WHAT THE EXERCISE ASKS: The required output is the exact sequence of lines from the line holding "Check that every instance of the ceiling fan in" to the end of the records, inclusive.

>> begin DATA LINES

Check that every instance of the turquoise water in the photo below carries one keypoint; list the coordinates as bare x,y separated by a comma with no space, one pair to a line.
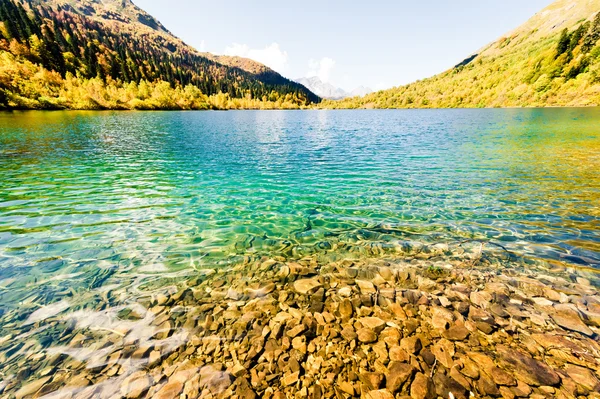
90,200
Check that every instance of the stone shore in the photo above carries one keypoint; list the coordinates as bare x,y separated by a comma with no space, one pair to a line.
378,329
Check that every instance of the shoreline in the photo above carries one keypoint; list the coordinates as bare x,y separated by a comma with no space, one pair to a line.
411,326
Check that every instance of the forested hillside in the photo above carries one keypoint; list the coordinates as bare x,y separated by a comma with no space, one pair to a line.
552,60
96,54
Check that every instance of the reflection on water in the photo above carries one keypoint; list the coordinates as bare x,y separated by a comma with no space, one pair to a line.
97,203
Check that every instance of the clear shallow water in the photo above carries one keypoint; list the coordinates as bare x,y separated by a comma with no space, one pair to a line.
90,201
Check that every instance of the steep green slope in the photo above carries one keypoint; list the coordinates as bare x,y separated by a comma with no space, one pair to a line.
551,60
47,45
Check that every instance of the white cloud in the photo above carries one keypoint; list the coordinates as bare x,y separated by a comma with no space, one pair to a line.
272,56
321,68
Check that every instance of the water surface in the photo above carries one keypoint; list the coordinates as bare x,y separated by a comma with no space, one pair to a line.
90,200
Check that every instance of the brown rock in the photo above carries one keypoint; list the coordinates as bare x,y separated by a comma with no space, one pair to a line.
456,333
372,380
398,374
444,351
487,387
169,390
481,298
366,287
380,394
31,387
411,344
294,332
397,354
307,285
522,390
501,377
366,335
569,319
290,379
584,377
346,309
441,318
527,369
347,387
422,387
349,334
445,386
136,385
373,323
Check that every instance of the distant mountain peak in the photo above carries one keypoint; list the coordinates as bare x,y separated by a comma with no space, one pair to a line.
329,91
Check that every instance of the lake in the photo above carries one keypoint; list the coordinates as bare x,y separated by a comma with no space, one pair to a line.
124,205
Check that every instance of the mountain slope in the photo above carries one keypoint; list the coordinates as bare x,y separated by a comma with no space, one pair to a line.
115,42
329,91
551,60
322,89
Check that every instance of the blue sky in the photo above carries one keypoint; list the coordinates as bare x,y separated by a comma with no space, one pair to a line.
376,43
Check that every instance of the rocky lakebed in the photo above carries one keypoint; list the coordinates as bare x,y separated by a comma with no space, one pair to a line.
427,325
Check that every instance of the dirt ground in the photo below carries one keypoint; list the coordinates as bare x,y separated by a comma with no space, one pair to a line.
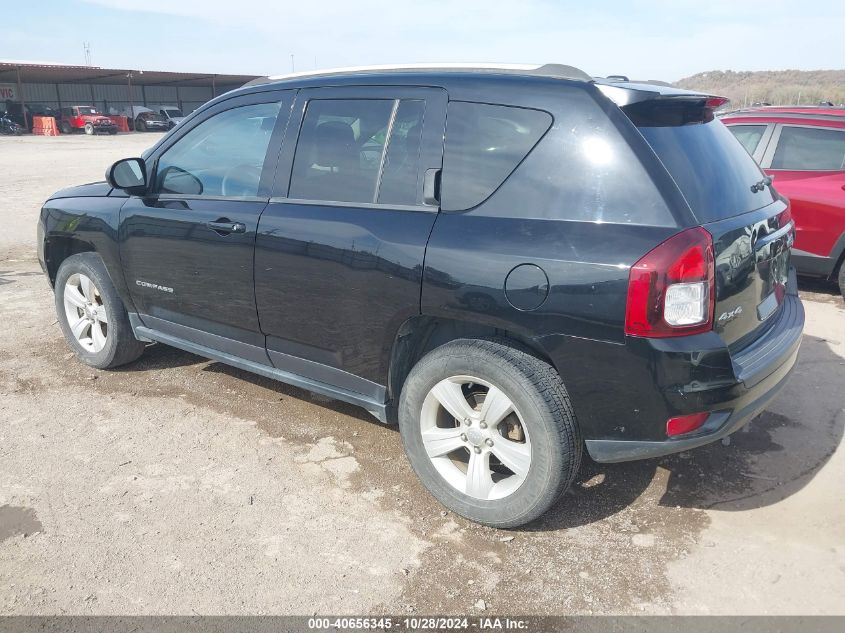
180,486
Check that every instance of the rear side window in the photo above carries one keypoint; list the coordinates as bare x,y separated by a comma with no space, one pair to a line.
812,149
711,168
484,144
339,152
748,135
582,170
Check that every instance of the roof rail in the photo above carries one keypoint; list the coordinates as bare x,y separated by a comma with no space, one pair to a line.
546,70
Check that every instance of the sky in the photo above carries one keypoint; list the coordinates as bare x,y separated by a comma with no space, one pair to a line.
661,39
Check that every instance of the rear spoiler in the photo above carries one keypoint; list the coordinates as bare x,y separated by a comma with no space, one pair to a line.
630,92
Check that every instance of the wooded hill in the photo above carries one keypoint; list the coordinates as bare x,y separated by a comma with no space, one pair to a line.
778,87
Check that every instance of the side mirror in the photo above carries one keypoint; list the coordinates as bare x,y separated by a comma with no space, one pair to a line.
129,174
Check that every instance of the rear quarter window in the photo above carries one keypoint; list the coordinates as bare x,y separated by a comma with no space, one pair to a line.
748,135
484,143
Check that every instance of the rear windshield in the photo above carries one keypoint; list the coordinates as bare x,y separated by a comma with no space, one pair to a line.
712,169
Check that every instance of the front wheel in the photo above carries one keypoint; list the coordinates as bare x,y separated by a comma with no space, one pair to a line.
489,431
91,314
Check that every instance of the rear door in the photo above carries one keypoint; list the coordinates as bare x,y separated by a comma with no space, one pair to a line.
187,246
730,196
808,164
340,247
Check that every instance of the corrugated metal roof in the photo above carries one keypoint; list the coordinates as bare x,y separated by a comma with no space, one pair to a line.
35,72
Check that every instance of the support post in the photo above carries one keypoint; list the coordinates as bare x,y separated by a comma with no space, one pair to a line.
22,99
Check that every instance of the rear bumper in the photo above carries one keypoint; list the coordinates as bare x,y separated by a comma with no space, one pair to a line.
720,423
671,377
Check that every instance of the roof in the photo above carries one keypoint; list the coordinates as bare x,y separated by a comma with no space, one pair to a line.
545,70
811,110
33,72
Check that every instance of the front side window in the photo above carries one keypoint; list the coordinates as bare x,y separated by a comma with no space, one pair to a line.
222,156
808,148
748,135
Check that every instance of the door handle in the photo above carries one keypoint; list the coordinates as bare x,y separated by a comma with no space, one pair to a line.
431,187
224,226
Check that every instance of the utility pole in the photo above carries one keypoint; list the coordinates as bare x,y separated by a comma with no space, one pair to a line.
131,105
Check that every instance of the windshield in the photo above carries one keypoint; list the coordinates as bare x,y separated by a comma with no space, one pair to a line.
710,167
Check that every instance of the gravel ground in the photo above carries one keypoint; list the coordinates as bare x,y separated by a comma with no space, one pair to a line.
179,486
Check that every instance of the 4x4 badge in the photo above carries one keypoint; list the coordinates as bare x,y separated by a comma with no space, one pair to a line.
727,316
147,284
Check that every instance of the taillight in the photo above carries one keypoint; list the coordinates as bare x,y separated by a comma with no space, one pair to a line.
784,217
671,290
685,423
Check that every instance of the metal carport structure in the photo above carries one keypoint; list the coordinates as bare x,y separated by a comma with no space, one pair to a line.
110,90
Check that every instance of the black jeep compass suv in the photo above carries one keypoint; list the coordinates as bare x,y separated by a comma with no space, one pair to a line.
513,264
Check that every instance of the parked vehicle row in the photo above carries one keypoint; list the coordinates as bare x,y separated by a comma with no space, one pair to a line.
514,265
803,149
87,119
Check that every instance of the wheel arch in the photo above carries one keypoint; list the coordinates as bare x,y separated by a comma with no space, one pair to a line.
58,248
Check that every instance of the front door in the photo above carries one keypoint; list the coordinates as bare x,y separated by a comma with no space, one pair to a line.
340,247
187,246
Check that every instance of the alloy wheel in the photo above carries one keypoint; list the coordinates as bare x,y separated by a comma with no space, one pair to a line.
475,437
85,312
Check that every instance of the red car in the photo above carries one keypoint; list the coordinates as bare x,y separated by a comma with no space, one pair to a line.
86,119
803,149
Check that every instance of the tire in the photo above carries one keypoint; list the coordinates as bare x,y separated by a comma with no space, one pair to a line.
842,279
106,340
540,437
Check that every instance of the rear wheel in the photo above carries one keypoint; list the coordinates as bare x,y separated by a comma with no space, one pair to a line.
489,431
91,314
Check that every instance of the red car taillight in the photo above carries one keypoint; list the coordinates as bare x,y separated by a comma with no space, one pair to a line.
671,290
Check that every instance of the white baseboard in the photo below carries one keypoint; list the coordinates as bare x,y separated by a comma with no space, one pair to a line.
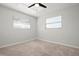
7,45
72,46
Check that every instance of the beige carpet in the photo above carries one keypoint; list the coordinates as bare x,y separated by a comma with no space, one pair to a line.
38,48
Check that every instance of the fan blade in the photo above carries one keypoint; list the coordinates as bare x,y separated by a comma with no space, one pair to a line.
42,5
31,5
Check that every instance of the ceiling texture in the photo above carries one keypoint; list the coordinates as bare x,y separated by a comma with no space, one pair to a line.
36,11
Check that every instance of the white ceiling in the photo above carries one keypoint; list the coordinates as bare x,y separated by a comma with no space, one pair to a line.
36,11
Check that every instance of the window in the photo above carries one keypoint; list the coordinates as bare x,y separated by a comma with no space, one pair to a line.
54,22
24,24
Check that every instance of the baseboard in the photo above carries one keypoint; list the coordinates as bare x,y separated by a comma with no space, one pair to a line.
7,45
72,46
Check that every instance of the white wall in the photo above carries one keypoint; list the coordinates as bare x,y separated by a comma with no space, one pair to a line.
8,34
68,34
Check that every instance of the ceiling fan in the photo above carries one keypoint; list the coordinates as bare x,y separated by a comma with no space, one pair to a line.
37,5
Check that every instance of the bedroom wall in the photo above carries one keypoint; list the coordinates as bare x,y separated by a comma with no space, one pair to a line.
9,34
68,34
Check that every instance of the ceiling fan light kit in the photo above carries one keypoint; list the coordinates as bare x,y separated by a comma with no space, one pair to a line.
37,5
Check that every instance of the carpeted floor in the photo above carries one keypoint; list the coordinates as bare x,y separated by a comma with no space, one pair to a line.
38,48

>> end DATA LINES

ANSWER TO THIS EXERCISE:
Check that every instance of the ceiling fan in the photo above carries one keypoint; list the coordinates as bare x,y separated by a comma with no space, one pair to a line.
37,5
Check that every instance of the bedroom wall in the photo above carries one keypoint; list the coordinates as bare x,y separated by a comma with no space, one pair to a line.
9,34
68,34
Check that every instance of the ceiling fan light kit in the photo above carries one keypoint; list the coordinates as bare x,y separated by a comma with no space, one pair to a line.
37,5
Check that every instance of the carpeted floor in the photo above carries one keypoint; list the coordinates as bare x,y separated by a comma with no space, one pair to a line.
38,48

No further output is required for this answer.